**WHAT YOU HAVE TO DO**
Report how many of the lines below contain the string "face", with case significant. Give only the number.

┌─ SOURCE DATA

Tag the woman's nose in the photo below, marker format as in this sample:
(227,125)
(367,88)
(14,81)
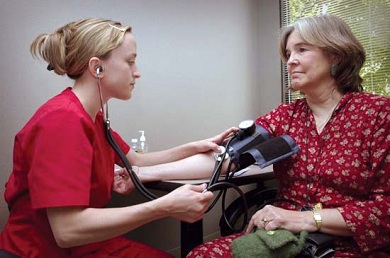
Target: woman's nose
(136,73)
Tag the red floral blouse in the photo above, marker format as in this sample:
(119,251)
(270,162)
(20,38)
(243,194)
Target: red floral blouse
(346,166)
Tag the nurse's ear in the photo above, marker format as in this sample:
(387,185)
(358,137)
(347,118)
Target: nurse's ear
(95,67)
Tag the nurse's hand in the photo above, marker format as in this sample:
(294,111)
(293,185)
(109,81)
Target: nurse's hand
(122,182)
(187,203)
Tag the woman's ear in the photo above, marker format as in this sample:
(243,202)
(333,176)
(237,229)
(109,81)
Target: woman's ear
(95,67)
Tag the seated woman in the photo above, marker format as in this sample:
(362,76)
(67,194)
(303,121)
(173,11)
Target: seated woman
(63,170)
(343,134)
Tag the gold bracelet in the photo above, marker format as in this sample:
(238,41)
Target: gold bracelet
(317,216)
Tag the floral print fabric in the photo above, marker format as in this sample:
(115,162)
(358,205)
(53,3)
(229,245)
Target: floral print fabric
(346,166)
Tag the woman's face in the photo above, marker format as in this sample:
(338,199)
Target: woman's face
(307,65)
(120,70)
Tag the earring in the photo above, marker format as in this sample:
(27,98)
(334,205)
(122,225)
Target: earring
(333,69)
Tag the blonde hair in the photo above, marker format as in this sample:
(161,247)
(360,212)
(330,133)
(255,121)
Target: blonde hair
(331,34)
(69,49)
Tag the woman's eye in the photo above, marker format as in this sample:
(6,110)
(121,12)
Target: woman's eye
(302,49)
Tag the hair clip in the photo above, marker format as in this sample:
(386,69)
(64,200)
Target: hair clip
(116,27)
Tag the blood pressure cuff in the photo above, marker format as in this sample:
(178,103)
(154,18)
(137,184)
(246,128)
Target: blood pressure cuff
(263,152)
(242,144)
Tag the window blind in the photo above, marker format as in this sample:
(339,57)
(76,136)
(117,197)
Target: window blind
(369,21)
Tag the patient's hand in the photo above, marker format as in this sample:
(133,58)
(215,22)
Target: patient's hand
(122,182)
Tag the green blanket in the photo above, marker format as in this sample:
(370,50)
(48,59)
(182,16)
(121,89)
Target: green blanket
(273,243)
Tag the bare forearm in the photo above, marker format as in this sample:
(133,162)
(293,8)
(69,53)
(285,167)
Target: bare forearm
(197,166)
(79,226)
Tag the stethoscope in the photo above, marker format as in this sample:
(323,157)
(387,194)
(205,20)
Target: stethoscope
(214,184)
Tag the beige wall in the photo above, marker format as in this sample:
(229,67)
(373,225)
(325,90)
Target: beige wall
(206,65)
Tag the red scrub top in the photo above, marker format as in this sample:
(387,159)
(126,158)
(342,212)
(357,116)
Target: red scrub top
(61,158)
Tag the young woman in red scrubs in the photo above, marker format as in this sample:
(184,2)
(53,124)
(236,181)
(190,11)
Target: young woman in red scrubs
(63,166)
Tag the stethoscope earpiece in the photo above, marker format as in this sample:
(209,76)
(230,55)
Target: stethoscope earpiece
(98,70)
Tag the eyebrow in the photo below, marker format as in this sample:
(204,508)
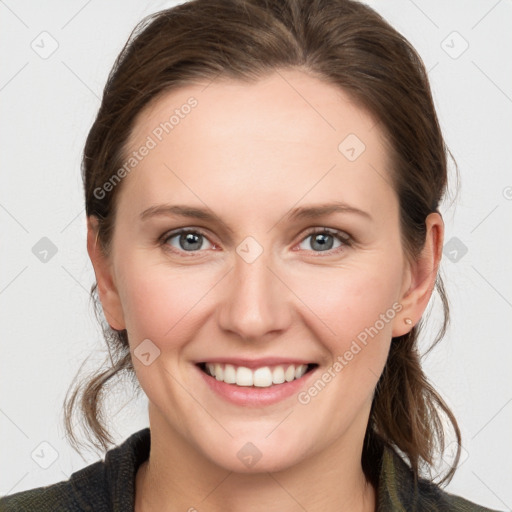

└─

**TASK RESPONSE**
2